> _Text provided_
↓
We determined the variation in species composition (beta diversity) within each plot (or in the case of heterogeneous soil treatments, within each type of soil patch). We first calculated a Bray-Curtis dissimilarity matrix based on square-root transformed aboveground biomass data. Then, we computed the mean pairwise Bray-Curtis dissimilarity between each pair of patches within each plot (or in the case of heterogeneous soil treatments, within each type of soil patch) for each sampling year. These mean pairwise dissimilarities were used as the variation in species composition (beta diversity) within each plot (or in the case of heterogeneous soil treatments, within each type of soil patch).
↑
> _Given data_
↓
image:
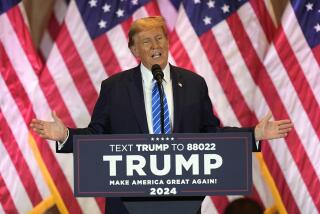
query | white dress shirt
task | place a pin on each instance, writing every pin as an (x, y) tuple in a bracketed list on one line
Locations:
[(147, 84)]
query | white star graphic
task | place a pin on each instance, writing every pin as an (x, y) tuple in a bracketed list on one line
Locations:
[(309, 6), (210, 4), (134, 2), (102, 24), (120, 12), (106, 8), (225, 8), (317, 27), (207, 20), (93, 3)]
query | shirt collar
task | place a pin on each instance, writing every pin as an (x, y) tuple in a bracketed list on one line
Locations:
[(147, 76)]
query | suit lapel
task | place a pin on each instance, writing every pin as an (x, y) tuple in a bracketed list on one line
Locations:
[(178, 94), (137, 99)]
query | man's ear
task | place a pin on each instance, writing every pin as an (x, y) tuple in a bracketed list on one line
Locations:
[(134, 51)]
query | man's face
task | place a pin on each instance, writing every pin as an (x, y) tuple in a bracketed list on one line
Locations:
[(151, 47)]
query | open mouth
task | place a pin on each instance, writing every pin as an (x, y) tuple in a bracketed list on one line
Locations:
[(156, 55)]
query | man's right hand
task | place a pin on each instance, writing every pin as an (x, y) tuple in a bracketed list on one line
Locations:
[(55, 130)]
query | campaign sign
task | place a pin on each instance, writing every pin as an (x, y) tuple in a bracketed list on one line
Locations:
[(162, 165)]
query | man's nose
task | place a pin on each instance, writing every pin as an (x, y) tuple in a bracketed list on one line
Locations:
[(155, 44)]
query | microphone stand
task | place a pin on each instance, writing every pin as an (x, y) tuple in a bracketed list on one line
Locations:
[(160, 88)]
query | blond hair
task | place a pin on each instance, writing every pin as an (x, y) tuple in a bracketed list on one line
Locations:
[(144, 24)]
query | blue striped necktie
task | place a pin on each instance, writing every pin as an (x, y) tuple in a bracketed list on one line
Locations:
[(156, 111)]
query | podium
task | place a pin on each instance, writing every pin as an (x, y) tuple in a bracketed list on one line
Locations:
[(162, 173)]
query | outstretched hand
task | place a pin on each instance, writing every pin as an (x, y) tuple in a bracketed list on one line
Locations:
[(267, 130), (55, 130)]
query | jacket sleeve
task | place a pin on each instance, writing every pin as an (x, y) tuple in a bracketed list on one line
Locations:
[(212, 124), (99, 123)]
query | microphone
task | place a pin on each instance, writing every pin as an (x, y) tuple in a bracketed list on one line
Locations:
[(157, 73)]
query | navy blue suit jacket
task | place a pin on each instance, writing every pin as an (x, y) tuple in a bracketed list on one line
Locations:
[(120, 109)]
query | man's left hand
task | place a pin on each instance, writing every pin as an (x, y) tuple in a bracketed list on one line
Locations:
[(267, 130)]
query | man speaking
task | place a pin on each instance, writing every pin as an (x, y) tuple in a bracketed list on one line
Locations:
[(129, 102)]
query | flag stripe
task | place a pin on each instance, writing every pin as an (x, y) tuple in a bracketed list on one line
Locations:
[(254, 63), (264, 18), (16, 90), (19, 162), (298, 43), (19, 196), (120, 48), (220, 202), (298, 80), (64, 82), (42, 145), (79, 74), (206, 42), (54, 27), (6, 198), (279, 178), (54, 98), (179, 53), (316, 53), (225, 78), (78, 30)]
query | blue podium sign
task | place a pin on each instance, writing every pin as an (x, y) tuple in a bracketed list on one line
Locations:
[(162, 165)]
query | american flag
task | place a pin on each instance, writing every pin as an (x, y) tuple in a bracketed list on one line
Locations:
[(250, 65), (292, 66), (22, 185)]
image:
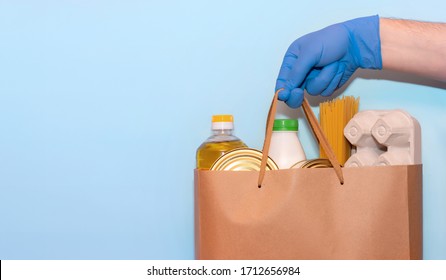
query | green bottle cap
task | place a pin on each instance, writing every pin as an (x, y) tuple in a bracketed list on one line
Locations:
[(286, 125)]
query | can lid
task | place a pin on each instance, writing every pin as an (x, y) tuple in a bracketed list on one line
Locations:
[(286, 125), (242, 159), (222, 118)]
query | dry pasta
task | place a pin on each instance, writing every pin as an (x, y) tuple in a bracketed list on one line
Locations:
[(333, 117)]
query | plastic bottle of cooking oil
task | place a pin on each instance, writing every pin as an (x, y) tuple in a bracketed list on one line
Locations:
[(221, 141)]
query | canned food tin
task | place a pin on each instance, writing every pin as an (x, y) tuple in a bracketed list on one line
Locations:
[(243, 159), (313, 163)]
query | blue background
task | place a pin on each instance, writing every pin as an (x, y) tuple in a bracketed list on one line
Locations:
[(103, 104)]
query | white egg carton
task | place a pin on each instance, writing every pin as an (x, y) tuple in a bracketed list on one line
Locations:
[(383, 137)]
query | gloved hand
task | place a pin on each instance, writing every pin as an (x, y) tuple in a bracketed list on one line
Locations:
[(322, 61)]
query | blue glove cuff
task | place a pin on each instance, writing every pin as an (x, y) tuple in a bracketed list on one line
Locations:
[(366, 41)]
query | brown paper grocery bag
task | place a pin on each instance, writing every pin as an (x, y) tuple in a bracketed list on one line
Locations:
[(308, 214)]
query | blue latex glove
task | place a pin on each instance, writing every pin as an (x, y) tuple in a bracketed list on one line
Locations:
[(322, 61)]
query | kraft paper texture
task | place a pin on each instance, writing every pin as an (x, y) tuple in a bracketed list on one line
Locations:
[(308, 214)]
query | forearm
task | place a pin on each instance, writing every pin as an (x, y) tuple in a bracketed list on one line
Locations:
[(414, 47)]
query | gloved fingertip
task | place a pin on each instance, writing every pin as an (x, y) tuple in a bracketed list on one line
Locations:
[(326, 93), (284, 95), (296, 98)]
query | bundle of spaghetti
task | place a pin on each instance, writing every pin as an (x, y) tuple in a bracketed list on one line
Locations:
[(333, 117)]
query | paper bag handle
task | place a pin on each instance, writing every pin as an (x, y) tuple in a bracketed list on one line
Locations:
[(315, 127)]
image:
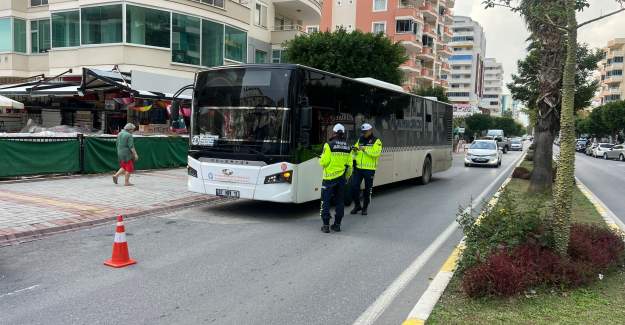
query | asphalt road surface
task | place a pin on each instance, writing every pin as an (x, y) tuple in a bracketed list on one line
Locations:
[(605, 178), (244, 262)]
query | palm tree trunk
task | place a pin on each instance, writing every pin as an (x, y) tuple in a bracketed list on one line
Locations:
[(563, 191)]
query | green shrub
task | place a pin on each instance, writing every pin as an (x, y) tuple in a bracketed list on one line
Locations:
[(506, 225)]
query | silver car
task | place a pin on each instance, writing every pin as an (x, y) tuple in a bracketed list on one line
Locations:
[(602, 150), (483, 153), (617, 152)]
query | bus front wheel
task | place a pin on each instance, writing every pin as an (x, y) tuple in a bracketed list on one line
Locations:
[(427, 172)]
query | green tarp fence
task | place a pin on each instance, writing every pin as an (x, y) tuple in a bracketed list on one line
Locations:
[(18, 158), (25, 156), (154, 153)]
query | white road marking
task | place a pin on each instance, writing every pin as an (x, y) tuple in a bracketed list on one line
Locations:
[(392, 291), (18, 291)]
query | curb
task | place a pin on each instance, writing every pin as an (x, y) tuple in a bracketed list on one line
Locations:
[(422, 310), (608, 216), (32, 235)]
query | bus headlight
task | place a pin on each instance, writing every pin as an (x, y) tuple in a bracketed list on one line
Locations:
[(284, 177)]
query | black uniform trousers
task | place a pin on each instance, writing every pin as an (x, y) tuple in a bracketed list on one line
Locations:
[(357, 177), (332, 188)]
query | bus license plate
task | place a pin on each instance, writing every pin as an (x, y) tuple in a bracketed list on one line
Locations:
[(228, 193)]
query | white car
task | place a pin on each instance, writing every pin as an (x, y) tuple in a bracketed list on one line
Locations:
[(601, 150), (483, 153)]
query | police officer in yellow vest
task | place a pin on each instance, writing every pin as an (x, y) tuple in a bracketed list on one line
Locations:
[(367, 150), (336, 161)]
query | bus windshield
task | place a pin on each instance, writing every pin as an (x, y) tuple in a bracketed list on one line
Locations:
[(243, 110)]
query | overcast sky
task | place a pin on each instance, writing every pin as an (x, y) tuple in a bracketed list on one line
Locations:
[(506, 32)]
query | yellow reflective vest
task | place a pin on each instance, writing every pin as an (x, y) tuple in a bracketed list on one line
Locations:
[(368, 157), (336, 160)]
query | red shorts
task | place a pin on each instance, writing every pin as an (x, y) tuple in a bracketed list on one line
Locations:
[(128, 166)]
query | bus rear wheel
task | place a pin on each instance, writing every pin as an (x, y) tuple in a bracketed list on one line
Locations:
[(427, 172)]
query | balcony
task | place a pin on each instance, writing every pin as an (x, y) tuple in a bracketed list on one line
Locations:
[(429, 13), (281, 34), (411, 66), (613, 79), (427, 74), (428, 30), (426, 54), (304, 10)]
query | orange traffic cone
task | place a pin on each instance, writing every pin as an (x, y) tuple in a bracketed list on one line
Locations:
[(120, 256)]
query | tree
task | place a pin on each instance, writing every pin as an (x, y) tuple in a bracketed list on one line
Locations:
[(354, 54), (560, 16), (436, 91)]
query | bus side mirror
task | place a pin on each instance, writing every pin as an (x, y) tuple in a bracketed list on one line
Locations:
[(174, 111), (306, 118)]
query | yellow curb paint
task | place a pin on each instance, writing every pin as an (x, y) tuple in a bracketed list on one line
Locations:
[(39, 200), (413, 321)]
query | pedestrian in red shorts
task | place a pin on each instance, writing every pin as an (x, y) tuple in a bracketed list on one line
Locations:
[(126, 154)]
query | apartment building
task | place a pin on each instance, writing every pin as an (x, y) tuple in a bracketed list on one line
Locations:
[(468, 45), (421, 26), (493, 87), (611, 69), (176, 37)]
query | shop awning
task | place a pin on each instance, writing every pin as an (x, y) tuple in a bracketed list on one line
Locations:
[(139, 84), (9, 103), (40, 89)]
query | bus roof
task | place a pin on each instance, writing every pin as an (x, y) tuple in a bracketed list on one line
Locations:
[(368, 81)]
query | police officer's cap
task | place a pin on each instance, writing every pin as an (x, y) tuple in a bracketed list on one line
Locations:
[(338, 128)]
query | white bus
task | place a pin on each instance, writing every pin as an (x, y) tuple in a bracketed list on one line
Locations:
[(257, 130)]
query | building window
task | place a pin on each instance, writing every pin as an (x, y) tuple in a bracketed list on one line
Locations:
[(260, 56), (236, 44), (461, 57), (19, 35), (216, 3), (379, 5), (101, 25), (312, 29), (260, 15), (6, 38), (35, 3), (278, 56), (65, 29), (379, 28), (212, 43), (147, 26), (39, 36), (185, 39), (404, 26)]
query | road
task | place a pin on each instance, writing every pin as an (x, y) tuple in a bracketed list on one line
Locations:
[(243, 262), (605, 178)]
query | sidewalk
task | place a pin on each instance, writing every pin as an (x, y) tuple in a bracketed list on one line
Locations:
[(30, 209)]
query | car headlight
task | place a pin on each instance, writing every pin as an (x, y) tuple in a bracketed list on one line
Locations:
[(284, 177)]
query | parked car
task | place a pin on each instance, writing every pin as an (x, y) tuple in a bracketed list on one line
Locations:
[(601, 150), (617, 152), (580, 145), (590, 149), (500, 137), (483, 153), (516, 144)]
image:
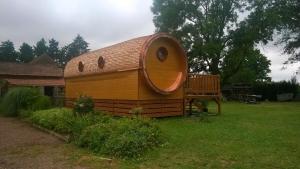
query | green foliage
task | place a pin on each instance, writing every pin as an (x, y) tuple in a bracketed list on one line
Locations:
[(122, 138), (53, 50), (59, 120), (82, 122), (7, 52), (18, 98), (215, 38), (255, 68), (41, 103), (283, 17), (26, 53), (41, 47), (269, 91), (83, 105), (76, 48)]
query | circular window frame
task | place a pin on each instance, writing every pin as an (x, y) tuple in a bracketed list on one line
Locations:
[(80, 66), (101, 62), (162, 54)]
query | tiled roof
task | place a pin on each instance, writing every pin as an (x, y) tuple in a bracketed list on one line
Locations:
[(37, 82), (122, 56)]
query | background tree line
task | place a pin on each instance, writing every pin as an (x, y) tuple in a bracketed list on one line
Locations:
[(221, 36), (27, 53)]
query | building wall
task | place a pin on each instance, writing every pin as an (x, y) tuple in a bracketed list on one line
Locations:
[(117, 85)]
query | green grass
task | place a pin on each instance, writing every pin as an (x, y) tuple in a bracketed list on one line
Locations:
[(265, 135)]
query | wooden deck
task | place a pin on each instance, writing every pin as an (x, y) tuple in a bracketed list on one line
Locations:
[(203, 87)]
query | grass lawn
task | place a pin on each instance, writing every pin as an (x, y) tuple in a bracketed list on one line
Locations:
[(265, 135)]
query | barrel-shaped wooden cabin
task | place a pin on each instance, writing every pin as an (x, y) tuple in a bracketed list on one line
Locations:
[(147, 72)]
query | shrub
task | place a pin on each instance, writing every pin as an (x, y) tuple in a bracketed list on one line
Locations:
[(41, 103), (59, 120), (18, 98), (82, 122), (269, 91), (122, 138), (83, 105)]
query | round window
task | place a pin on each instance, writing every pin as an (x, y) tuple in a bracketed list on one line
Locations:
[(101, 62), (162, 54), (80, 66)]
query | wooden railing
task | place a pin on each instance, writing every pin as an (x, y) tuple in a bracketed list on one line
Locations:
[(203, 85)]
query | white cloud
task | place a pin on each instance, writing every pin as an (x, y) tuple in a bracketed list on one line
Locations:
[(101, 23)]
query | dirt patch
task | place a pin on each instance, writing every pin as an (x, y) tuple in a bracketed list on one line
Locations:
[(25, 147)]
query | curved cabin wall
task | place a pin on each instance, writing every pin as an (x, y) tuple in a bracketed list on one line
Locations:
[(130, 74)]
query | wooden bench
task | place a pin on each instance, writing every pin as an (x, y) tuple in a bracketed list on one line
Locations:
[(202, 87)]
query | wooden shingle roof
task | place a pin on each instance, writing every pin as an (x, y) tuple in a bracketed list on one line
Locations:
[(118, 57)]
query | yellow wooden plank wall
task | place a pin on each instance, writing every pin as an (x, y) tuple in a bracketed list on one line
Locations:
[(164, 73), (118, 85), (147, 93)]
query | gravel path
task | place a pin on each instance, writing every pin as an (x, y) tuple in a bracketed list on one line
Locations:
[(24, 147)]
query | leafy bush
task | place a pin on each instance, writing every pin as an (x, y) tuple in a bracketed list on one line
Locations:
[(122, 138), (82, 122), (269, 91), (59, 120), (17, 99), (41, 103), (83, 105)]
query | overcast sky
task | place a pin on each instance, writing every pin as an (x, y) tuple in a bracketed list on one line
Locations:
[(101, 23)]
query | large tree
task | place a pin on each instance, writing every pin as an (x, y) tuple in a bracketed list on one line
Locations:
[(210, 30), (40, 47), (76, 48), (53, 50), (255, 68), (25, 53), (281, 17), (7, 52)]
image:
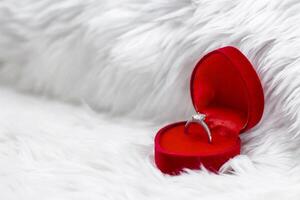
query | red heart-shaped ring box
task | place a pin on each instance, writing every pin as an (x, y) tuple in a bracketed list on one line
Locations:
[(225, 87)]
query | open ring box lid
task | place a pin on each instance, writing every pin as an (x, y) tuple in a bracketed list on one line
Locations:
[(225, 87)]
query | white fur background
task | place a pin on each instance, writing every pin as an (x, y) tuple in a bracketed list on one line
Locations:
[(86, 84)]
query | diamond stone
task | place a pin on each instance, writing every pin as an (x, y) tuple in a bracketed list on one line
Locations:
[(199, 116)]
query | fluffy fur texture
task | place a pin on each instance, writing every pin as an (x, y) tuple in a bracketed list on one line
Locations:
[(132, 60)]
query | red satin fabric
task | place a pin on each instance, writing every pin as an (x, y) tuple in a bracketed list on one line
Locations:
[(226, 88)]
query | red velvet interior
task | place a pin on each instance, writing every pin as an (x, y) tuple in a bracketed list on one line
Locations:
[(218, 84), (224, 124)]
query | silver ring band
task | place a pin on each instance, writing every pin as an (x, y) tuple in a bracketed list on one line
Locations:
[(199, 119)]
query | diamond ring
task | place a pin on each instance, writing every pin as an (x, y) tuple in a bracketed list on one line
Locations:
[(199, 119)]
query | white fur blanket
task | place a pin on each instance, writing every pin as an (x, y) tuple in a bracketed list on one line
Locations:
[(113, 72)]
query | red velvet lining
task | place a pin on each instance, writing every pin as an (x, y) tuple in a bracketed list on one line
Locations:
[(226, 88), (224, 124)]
↑
> _What is asked_
Quote the passage on calculating beta diversity in full, word for word.

> _The completed task_
We determined the variation in species composition (beta diversity) within each plot (or in the case of heterogeneous soil treatments, within each type of soil patch). We first calculated a Bray-Curtis dissimilarity matrix based on square-root transformed aboveground biomass data. Then, we computed the mean pairwise Bray-Curtis dissimilarity between each pair of patches within each plot (or in the case of heterogeneous soil treatments, within each type of soil patch) for each sampling year. These mean pairwise dissimilarities were used as the variation in species composition (beta diversity) within each plot (or in the case of heterogeneous soil treatments, within each type of soil patch).